#### Extract
+===+

The cover artwork is a dark nighttime shot taken from within a New York City cab, with the World Trade Center in the background, taken a year prior to 9/11.

The music is built with contributions from Graham Maby (bass), and Sue Hadjopoulos (percussion). Also featured are the string quartet Ethel, and three guest vocalists: Iranian diva Sussan Deyhim, drag performer Dale De Vere and Marianne Faithfull, who sings vocals on "Love Got Lost".

Professional ratings
Review scores
| Source | Rating |
| AllMusic | Star |

==Track listing==
All songs written, arranged and produced by Joe Jackson.

+===+

Coordinate annotation entries

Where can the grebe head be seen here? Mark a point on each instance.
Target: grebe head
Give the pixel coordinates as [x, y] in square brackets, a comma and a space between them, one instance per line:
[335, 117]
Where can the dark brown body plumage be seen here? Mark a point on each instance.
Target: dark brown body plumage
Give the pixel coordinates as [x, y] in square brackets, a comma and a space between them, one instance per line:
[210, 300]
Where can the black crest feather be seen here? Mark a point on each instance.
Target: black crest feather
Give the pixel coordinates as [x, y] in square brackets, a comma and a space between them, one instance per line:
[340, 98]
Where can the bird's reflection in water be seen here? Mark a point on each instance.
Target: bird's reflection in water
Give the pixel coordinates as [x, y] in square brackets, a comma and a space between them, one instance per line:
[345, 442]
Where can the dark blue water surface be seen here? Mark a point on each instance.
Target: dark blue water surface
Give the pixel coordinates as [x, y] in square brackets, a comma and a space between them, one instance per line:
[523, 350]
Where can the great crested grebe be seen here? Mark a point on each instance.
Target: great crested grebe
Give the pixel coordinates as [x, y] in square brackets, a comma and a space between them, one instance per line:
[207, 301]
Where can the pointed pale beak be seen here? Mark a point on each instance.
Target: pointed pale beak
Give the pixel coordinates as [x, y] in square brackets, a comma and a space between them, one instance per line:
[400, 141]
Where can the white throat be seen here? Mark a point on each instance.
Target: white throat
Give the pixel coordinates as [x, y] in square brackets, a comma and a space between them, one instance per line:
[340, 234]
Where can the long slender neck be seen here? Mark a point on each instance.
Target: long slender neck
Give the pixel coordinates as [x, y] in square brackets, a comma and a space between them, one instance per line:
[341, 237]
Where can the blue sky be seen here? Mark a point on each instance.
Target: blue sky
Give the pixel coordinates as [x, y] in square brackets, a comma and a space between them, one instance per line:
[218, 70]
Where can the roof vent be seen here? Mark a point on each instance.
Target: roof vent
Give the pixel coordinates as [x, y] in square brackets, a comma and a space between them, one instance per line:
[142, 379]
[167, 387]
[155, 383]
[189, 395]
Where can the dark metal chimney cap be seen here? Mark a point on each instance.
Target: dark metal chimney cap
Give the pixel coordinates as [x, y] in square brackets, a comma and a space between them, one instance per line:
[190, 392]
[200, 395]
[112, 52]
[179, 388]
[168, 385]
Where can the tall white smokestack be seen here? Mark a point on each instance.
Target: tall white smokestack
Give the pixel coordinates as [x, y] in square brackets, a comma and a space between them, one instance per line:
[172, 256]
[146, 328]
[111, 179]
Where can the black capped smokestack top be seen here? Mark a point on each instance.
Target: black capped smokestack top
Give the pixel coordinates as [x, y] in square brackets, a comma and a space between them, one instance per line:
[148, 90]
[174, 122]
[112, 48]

+===+

#### Exercise requirements
a: In the album description, which guest vocalist sings on "Love Got Lost"?
b: Continue the album description after its final sentence.

#### Solved tasks
a: Marianne Faithfull

b:
| No. | Title | Length |
|---|---|---|
| 1. | "Prelude" | 1:57 |
| 2. | "Hell of a Town" | 3:18 |
| 3. | "Stranger Than You" | 4:16 |
| 4. | "Why" (vocals by Sussan Deyhim) | 3:54 |
| 5. | "Glamour and Pain" (vocals by Dale De Vere) | 5:59 |
| 6. | "Dear Mom" | 4:12 |
| 7. | "Love Got Lost" (vocals by Marianne Faithfull, Joe Jackson and Alexandra Montano) | 6:59 |
| 8. | "Just Because..." | 4:45 |
| 9. | "Happyland" | 5:12 |
| 10. | "Stay" | 5:46 |

== Personnel ==
- Musicians
- Joe Jackson – piano, keyboards, synth basses
- Mary Rowell, Todd Reynolds – violin
- Ralph Farris – viola
- Dorothy Lawson – cello
- Graham Maby – bass guitar on "Glamour and Pain", "Love Got Lost" and "Just Because..."
- Sue Hadjopoulos – percussion on "Prelude", "Hell of a Town", "Stranger Than You" and "Happyland"
- Gary Burke – drum kit on "Love Got Lost"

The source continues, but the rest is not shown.